(Image-grounded pointing data)
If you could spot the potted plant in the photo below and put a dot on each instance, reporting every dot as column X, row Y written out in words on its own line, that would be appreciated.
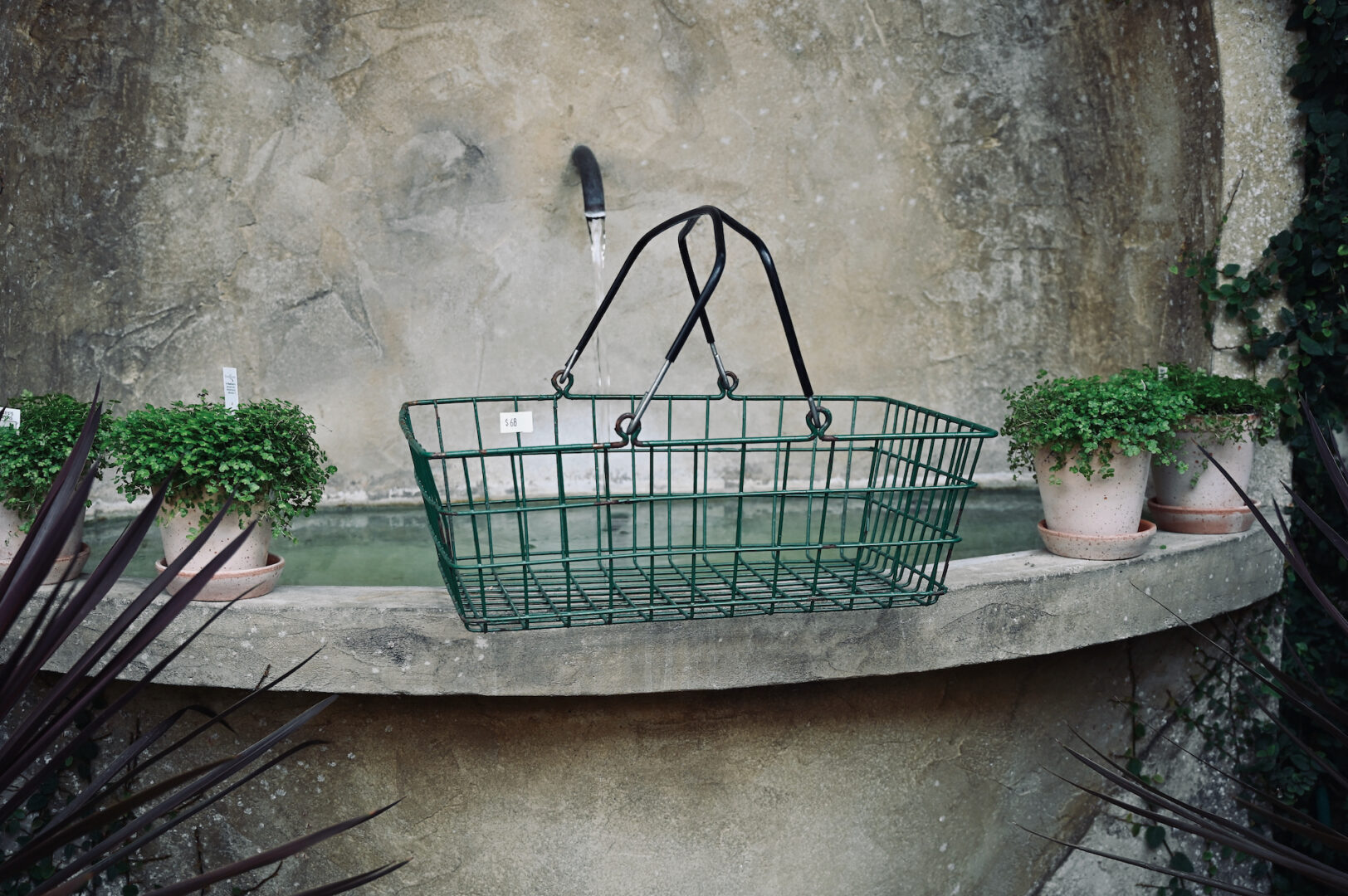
column 32, row 455
column 1090, row 442
column 1229, row 416
column 261, row 455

# TASK BRIEF
Set down every record above exactly as it stands, but skip the pictures.

# RESULT BELOW
If you could spot the potted plant in the photo below and put a dot on each instance, reporting every dot as column X, row Y written out in words on its own line, that would be appreciated.
column 32, row 455
column 1090, row 442
column 1229, row 416
column 261, row 455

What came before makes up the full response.